Work to complete —
Convert the lines from the start of the material through the line containing "M139 140L140 78L1 76L0 139Z", inclusive, into a JSON list of strings with one string per line and blank lines omitted. Exclude the picture from the list.

##### Supplied entries #####

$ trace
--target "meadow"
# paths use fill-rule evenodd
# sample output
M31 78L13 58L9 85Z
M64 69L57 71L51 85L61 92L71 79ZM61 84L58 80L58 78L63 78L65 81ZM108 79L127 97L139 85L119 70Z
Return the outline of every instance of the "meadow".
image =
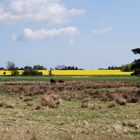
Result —
M139 140L140 78L1 76L0 139Z

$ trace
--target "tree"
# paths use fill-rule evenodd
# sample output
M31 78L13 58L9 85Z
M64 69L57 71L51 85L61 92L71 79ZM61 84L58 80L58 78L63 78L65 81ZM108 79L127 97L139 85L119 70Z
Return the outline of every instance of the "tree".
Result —
M132 52L134 54L140 54L140 48L133 49ZM132 75L140 75L140 59L134 60L131 69L134 70Z
M7 62L7 69L8 70L14 70L15 69L15 63L14 62L11 62L11 61L8 61Z
M31 66L25 66L22 76L42 76L42 72L34 70Z
M16 67L14 62L8 61L7 62L7 69L12 71L12 76L19 75L18 67Z

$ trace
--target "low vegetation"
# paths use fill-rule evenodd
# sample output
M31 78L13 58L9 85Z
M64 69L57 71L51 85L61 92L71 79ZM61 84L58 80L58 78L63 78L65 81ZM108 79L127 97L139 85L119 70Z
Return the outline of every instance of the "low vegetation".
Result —
M140 83L0 83L2 140L139 140Z

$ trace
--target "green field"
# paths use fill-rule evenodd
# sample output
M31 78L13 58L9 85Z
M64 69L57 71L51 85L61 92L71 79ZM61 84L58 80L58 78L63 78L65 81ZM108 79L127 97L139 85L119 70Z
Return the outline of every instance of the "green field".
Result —
M1 76L0 81L49 81L50 79L140 82L137 76Z

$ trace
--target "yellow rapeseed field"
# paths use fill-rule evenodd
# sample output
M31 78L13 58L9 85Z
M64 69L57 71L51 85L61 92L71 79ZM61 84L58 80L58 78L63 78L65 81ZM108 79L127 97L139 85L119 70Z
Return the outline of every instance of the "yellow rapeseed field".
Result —
M44 76L49 75L49 70L38 70L42 72ZM23 70L18 70L19 74L23 73ZM0 70L0 75L11 75L12 71ZM131 72L122 72L121 70L51 70L52 75L131 75Z

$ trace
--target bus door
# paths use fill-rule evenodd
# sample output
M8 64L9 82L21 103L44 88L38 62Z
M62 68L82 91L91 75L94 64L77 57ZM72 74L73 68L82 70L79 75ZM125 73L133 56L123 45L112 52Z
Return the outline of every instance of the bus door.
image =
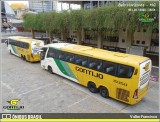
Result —
M41 66L42 66L43 68L46 67L46 60L45 60L45 58L46 58L46 55L47 55L47 51L48 51L48 48L47 48L47 47L43 47L43 48L42 48L42 51L41 51ZM46 69L46 68L45 68L45 69Z

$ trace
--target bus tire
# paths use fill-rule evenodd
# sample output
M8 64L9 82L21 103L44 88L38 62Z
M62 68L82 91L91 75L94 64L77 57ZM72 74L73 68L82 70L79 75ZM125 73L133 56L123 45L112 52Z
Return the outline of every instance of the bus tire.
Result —
M99 88L99 92L100 92L100 95L104 98L109 98L109 92L108 92L108 89L104 86L101 86Z
M9 52L10 52L10 54L12 55L12 51L11 51L11 50L9 50Z
M53 74L53 70L52 70L51 66L48 66L48 71L49 71L49 73Z
M96 84L93 82L88 82L88 89L92 93L97 93L98 89L96 88Z

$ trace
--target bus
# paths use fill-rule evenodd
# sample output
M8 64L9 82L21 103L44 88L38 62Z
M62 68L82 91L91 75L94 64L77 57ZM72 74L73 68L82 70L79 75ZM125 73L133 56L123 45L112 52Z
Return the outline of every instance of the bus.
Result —
M151 65L147 57L76 44L48 44L41 50L42 68L127 104L146 96Z
M30 37L12 36L7 40L9 52L29 62L40 61L39 50L43 46L43 41Z

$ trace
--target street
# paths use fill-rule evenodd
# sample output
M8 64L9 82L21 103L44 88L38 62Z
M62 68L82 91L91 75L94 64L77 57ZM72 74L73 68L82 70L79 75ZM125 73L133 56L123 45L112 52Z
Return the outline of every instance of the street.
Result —
M40 63L30 63L11 55L2 47L2 106L20 99L21 110L2 109L12 113L157 113L159 112L159 82L150 81L147 96L138 104L128 105L112 98L105 99L56 74L42 69Z

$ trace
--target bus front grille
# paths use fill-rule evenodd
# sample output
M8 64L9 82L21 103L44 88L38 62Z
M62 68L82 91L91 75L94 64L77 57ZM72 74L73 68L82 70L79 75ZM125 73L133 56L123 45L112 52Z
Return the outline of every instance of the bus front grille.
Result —
M123 100L125 102L129 102L129 94L130 94L129 91L125 89L117 88L116 93L117 93L116 94L117 99Z

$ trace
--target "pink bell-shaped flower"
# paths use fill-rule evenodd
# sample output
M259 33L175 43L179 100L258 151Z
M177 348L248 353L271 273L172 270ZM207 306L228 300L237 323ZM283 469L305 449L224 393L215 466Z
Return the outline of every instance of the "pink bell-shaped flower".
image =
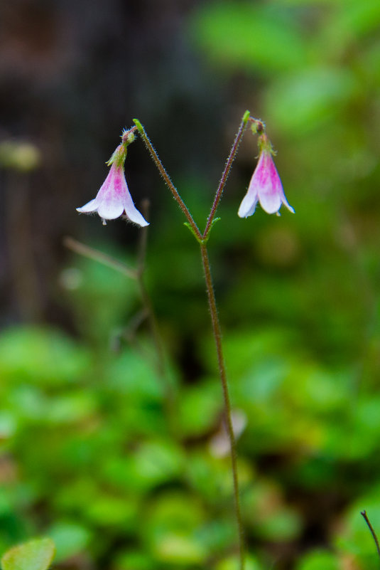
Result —
M238 211L240 218L247 218L254 213L257 202L267 213L279 216L278 210L283 204L291 212L294 209L288 204L283 193L283 185L272 158L272 148L266 134L259 139L259 162L249 182Z
M135 207L129 194L124 176L126 156L126 144L123 142L108 162L111 169L95 198L82 208L77 208L77 211L80 213L97 212L104 224L107 220L114 220L125 214L129 220L139 226L149 225Z

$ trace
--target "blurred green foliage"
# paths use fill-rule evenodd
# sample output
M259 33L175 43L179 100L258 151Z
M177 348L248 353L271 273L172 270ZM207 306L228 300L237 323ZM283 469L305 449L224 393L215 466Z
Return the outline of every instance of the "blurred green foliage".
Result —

#####

Result of this exercise —
[
  "$ trace",
  "--target \"meadow\"",
  "# paths use fill-rule evenodd",
  "# sample output",
  "M31 78L13 58L9 85Z",
  "M64 69L57 71L51 85L61 92L71 79ZM61 84L58 80L58 78L63 78L65 81ZM108 79L127 97L139 85L119 70Z",
  "Return the outline of every instance of the \"meadow\".",
  "image =",
  "Result —",
  "M139 140L140 78L1 76L0 139Z"
]